▸ **SHORT PROBLEM**: Output every entry exactly as given.

— START LISTED ENTRIES —

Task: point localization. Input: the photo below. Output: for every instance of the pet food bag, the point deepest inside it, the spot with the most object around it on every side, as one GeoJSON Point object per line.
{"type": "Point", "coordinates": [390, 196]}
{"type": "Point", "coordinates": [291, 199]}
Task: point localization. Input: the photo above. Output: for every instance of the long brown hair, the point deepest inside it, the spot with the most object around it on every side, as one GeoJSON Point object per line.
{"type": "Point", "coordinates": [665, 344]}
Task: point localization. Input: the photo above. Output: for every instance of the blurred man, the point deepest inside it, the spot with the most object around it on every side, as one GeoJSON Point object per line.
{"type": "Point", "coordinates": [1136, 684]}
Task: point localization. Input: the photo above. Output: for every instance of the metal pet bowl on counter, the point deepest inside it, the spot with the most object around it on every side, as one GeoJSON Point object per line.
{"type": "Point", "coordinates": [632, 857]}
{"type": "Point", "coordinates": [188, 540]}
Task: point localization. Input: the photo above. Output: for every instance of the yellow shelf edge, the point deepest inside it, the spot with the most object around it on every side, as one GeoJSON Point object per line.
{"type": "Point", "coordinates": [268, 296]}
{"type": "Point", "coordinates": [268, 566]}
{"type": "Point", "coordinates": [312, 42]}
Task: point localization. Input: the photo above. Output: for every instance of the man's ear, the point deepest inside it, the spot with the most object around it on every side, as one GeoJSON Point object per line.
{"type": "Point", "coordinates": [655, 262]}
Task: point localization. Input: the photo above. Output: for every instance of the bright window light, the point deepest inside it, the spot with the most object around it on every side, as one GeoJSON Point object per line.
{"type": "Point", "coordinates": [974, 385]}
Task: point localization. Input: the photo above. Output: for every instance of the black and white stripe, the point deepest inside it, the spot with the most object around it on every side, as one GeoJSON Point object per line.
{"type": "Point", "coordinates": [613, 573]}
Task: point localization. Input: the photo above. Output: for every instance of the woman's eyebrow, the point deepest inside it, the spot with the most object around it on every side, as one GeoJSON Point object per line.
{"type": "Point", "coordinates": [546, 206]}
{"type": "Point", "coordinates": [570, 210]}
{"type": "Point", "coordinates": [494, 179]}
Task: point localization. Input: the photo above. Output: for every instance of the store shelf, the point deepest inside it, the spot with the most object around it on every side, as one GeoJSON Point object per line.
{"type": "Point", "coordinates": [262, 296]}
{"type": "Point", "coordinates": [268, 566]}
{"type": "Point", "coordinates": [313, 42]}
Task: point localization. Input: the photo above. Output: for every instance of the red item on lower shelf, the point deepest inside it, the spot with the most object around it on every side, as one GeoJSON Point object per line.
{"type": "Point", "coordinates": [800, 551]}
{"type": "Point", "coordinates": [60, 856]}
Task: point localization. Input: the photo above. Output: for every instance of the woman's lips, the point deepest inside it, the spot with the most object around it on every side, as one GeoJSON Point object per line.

— END LISTED ENTRIES —

▸ **SOLUTION TO THE EXERCISE**:
Task: point localization. Input: the photo below. Output: for every instance of the pet food bag, the point deepest inside it, the spot with the most object around it on every side, as one GeoJSON Point object per line.
{"type": "Point", "coordinates": [390, 196]}
{"type": "Point", "coordinates": [291, 199]}
Task: point localization. Input: the photo above. Output: for every instance of the long brown hair, the point deepest inside it, the spot with the most object around it on every side, as one GeoJSON Point object per line.
{"type": "Point", "coordinates": [665, 344]}
Task: point localization. Input: the photo above. Output: for every instance of the blurred man, the point deepest inside it, the spot with the most object around it on every side, as one GeoJSON Point object per line.
{"type": "Point", "coordinates": [1136, 684]}
Task: point localization. Input: the photo above. Output: for every instance of the metal pet bowl on counter, the point deepest inside it, the spot with the most object around it on every side, as one GeoJSON Point object per line.
{"type": "Point", "coordinates": [632, 857]}
{"type": "Point", "coordinates": [188, 540]}
Task: point localization. Input: the photo above. Output: for every instance of the yellow shelf edge, the point deepest inside it, the spot with the most object around it on every side, as one GeoJSON Point object per line.
{"type": "Point", "coordinates": [268, 296]}
{"type": "Point", "coordinates": [268, 566]}
{"type": "Point", "coordinates": [312, 42]}
Task: point localization. Input: the photo above. Output: for every instance of the man's ear, the point deepest inside it, the spot with the most object around it on every side, as one GeoJSON Point object per line.
{"type": "Point", "coordinates": [655, 262]}
Task: point localization. Input: the photo above. Output: for every instance of the bright window light, the point deepest inside it, the spot with the most object around it on every side, as one GeoJSON Point object per line.
{"type": "Point", "coordinates": [974, 385]}
Task: point localization. Input: the photo above. Output: for every instance of the black and white stripe, the point deepest inside it, the spot with the most object around it on every side, as one GeoJSON Point object per line.
{"type": "Point", "coordinates": [613, 573]}
Task: point localization. Input: the photo above. Output: for every instance of the woman's eyebrow, the point deepest inside it, the spot with the most object around it on every side, as one GeoJSON Point object per line.
{"type": "Point", "coordinates": [546, 206]}
{"type": "Point", "coordinates": [570, 210]}
{"type": "Point", "coordinates": [494, 179]}
Task: point localization. Input: the photo above. Output: for every instance of the store shelf, the point deepest inside it, the spot with the most object around it on every side, as one GeoJSON Point object per line.
{"type": "Point", "coordinates": [262, 296]}
{"type": "Point", "coordinates": [268, 566]}
{"type": "Point", "coordinates": [313, 42]}
Task: point localization. Input: the photo above. Output: for every instance of the red item on lower shelf, the point deepest inside it, the spot with the most object around it on every side, as one GeoJSON Point object per line.
{"type": "Point", "coordinates": [800, 551]}
{"type": "Point", "coordinates": [60, 856]}
Task: point localization. Input: the photo above. Output: for every instance of the woman's lips, the point deepest inside it, the spot with the most object around it on every side, as one GeoJSON Point object per line.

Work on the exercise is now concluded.